[Data items]

============================================================

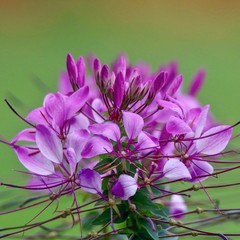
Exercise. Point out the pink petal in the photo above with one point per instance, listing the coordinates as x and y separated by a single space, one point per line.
133 124
119 90
64 85
77 141
171 106
146 142
217 142
75 102
25 135
177 206
35 163
125 187
81 67
202 121
197 82
90 181
177 126
49 144
97 145
107 129
36 116
55 107
175 169
175 85
71 156
200 168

============================================================

■ **The exercise**: Revise the records above by replacing "pink petal" with "pink flower petal" and leaving everything else unchanged. Omit the pictures from your version.

■ **Exercise answer**:
Exercise. Point out the pink flower petal in the photo above with one point per instance, listing the coordinates as x and y separated by a single space, one point per line.
133 124
119 90
64 85
77 141
171 106
146 142
217 142
75 102
25 135
177 206
35 163
125 187
81 67
202 121
197 82
90 181
177 126
49 144
97 145
107 129
36 116
55 107
175 169
175 85
71 156
200 168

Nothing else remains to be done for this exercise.